-- Start of The data --

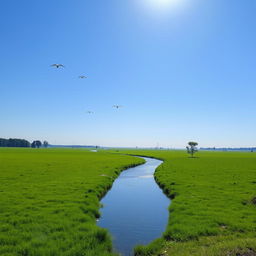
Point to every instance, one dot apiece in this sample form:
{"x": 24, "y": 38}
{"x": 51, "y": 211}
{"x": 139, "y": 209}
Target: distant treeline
{"x": 14, "y": 143}
{"x": 252, "y": 149}
{"x": 21, "y": 143}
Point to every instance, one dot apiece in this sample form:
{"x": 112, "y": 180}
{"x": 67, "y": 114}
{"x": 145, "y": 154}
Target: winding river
{"x": 135, "y": 210}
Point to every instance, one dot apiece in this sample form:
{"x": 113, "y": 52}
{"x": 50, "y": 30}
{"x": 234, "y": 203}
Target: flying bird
{"x": 117, "y": 106}
{"x": 57, "y": 65}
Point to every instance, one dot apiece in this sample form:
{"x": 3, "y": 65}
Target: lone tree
{"x": 192, "y": 149}
{"x": 46, "y": 144}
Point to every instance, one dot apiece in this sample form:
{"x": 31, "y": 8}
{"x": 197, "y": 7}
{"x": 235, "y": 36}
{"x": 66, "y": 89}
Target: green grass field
{"x": 212, "y": 212}
{"x": 50, "y": 202}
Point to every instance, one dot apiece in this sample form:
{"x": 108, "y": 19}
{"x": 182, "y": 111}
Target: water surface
{"x": 135, "y": 210}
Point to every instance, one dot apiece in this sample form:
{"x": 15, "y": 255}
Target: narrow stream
{"x": 135, "y": 210}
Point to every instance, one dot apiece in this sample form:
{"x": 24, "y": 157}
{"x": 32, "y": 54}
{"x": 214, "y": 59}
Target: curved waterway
{"x": 135, "y": 210}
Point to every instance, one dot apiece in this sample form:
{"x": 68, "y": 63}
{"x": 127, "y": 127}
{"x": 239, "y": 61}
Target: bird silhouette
{"x": 57, "y": 65}
{"x": 117, "y": 106}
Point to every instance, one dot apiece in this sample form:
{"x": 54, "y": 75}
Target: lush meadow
{"x": 50, "y": 201}
{"x": 212, "y": 211}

-- End of The data --

Exercise: Reproduce all the records above verbatim, omitting the pictures.

Result:
Point to every instance, one dot apiece in this sample form:
{"x": 24, "y": 38}
{"x": 51, "y": 211}
{"x": 139, "y": 209}
Target: distant treeline
{"x": 14, "y": 143}
{"x": 252, "y": 149}
{"x": 21, "y": 143}
Point to every instance, one dot apiece in this sample form:
{"x": 112, "y": 180}
{"x": 67, "y": 114}
{"x": 145, "y": 154}
Target: winding river
{"x": 135, "y": 210}
Point to every instance, one dot apiece in this sample form:
{"x": 113, "y": 52}
{"x": 50, "y": 30}
{"x": 234, "y": 203}
Target: flying bird
{"x": 117, "y": 106}
{"x": 57, "y": 65}
Point to every instance, one dot apiece in this sample form:
{"x": 3, "y": 65}
Target: lone tree
{"x": 192, "y": 149}
{"x": 46, "y": 144}
Point to every instance, one dot apiece in this sample form:
{"x": 31, "y": 8}
{"x": 197, "y": 7}
{"x": 235, "y": 36}
{"x": 66, "y": 89}
Target: green grass field
{"x": 212, "y": 212}
{"x": 50, "y": 202}
Point to every instance, one dot apiece in this sample form:
{"x": 108, "y": 19}
{"x": 182, "y": 111}
Target: water surface
{"x": 135, "y": 210}
Point to every instance, one dot apiece in this sample form:
{"x": 15, "y": 255}
Target: narrow stream
{"x": 135, "y": 210}
Point to every instance, one dot apiece in this sample form:
{"x": 24, "y": 157}
{"x": 32, "y": 54}
{"x": 214, "y": 59}
Target: curved waterway
{"x": 135, "y": 210}
Point to every instance, one dot apiece in this sample form:
{"x": 68, "y": 63}
{"x": 127, "y": 127}
{"x": 239, "y": 61}
Target: bird silhouette
{"x": 57, "y": 65}
{"x": 117, "y": 106}
Point to every instance, one dot apiece in this sample form:
{"x": 54, "y": 75}
Target: lush meadow
{"x": 50, "y": 201}
{"x": 212, "y": 211}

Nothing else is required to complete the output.